## TASK OBJECTIVE:
Extract each record and reproduce it exactly.
-- -- --
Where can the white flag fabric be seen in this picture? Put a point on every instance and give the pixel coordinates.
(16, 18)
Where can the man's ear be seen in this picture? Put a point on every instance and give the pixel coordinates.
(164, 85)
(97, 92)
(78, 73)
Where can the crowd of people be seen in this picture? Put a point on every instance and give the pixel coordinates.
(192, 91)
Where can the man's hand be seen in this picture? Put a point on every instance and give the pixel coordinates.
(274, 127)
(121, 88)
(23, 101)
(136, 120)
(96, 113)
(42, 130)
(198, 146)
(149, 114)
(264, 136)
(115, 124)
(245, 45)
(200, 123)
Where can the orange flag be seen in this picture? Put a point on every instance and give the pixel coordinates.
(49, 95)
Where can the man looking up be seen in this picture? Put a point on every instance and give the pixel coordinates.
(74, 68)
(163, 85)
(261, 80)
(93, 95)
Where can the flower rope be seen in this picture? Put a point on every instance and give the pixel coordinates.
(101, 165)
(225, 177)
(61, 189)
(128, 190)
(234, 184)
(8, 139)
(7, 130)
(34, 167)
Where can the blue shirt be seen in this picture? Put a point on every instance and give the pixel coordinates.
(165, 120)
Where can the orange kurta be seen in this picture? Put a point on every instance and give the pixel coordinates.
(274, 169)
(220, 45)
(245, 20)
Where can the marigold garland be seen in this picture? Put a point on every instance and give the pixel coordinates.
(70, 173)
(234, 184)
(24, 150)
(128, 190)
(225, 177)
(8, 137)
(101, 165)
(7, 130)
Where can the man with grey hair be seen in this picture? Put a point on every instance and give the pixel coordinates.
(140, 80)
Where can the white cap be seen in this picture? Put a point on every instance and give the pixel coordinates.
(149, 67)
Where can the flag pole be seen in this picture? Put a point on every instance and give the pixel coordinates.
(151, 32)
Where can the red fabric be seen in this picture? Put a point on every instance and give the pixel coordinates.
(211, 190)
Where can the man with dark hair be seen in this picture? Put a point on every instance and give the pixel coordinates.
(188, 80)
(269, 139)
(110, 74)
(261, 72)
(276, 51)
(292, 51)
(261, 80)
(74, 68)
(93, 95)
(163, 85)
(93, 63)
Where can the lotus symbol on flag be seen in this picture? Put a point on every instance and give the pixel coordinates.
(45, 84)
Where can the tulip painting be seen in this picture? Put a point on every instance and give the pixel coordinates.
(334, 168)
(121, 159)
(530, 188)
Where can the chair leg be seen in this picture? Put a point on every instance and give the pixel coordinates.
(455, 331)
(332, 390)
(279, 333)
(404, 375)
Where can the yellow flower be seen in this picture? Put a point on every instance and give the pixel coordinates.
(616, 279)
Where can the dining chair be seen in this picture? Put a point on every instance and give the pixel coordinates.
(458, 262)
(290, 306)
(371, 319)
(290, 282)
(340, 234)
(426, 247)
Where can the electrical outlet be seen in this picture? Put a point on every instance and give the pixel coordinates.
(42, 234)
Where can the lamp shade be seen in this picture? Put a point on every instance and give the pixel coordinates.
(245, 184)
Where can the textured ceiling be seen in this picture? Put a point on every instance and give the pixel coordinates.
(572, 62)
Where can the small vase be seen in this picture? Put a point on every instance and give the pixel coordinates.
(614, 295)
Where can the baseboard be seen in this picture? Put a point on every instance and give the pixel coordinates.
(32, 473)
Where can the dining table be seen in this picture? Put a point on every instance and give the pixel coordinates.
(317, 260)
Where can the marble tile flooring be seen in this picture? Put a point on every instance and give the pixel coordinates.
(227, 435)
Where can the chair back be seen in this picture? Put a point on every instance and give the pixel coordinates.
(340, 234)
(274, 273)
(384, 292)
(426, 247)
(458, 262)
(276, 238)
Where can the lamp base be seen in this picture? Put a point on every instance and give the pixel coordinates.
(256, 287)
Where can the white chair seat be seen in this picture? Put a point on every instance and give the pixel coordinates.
-- -- --
## SOLUTION FOR THIS PROBLEM:
Where can the white flag fabric be seen in this picture? Put a point on every instance and give the pixel coordinates.
(16, 18)
Where can the man's ear be seen in this picture? Put a point on every instance and give the pixel coordinates.
(164, 85)
(97, 92)
(78, 73)
Where can the crowd of people be seen in this picture? Put a point on every instance and give the pixel coordinates.
(192, 91)
Where can the man's hand be seen in this picture? Put a point on every instance and give the pixel coordinates.
(274, 127)
(121, 88)
(23, 101)
(136, 120)
(96, 113)
(42, 130)
(198, 146)
(149, 114)
(264, 136)
(115, 124)
(245, 45)
(200, 123)
Where can the orange flag be seen in this picture? Put a point on every instance and give the pixel coordinates.
(49, 95)
Where can the man looking up be seen in this picture? Put a point on every instance and give the pixel coordinates.
(74, 68)
(163, 85)
(261, 80)
(93, 95)
Where can the flower rope be seen in this picture? Put a point on every instance and give the pixel coordinates.
(101, 165)
(225, 177)
(61, 189)
(128, 190)
(234, 184)
(8, 139)
(7, 130)
(34, 167)
Where can the blue shirt be seen in this picture? Put a point on every instance and give the pixel coordinates.
(165, 120)
Where can the orange kurta be seen in this picture? Put a point on every instance and give the pixel coordinates.
(274, 169)
(220, 45)
(245, 20)
Where can the marigold garland be seen in this picture? Put a point on every instance and give the pixel coordinates.
(70, 173)
(234, 184)
(24, 150)
(128, 190)
(225, 177)
(8, 137)
(101, 165)
(7, 130)
Where can the man with grey hair be seen in this picture? Put a point on every instance and give the pixel coordinates.
(140, 80)
Where can the white cap be seen in this picture? Put a point on every instance and give the pixel coordinates.
(149, 67)
Where can the flag pole be seen in this picture? Put a point on every instance and give the pixel coordinates.
(151, 32)
Where can the red fabric be seen in this picture? Put a point on every instance and give the pixel coordinates.
(211, 190)
Where can the man with dark hair be seen in this picture? Put a point on every instance and give the pixel coordinates.
(188, 80)
(269, 139)
(110, 74)
(261, 72)
(276, 51)
(292, 51)
(261, 80)
(74, 68)
(93, 95)
(163, 85)
(93, 63)
Where can the lotus symbol on flag be seen in this picture? Put a point on every instance and give the pixel coordinates.
(45, 84)
Where can the tulip painting be seen in this picture? Put a point on every instance and give the pixel coordinates.
(334, 168)
(121, 159)
(530, 188)
Where can the chair leg be seen in this picture? Put a point on every instance and give the pixel coordinates.
(455, 331)
(332, 390)
(279, 333)
(404, 375)
Where can the yellow flower be seen in this picture? Put a point on every instance and give the pixel coordinates.
(616, 279)
Where can the dining chair be seen in this picture? Put a point on every instance and give the pixel coordinates.
(458, 262)
(290, 306)
(371, 319)
(290, 282)
(340, 234)
(426, 247)
Where can the electrical outlet be seen in this picture? Put a point on every instance and give the pixel coordinates.
(42, 234)
Where can the lamp shade be seen in this picture? Put a point on every instance and give the pixel coordinates.
(245, 184)
Where can the textured ceiling be seen in this picture? Put a point on every instance and give the pixel coordinates.
(572, 62)
Where can the small vase be seen in this picture? Put a point on every instance and give the pixel coordinates.
(614, 295)
Where can the baseboard be seen in this picture? Put a point on every instance and give the pixel coordinates.
(32, 473)
Where can the dining table be seen in this picture? Put a point on every instance and give the pixel coordinates.
(317, 260)
Where can the marble tile flooring be seen in this picture? Put a point on every instance and give the pixel coordinates.
(227, 435)
Where can the chair back be seen in this picture? Put a point on every instance and give the pixel coordinates.
(340, 234)
(274, 273)
(384, 292)
(426, 247)
(458, 262)
(276, 238)
Where can the lamp base be seen in this picture? Put a point on every instance and give the pixel coordinates.
(256, 287)
Where can the white chair seat be seen in this picture? Put a point on every instance and give the pixel coordinates.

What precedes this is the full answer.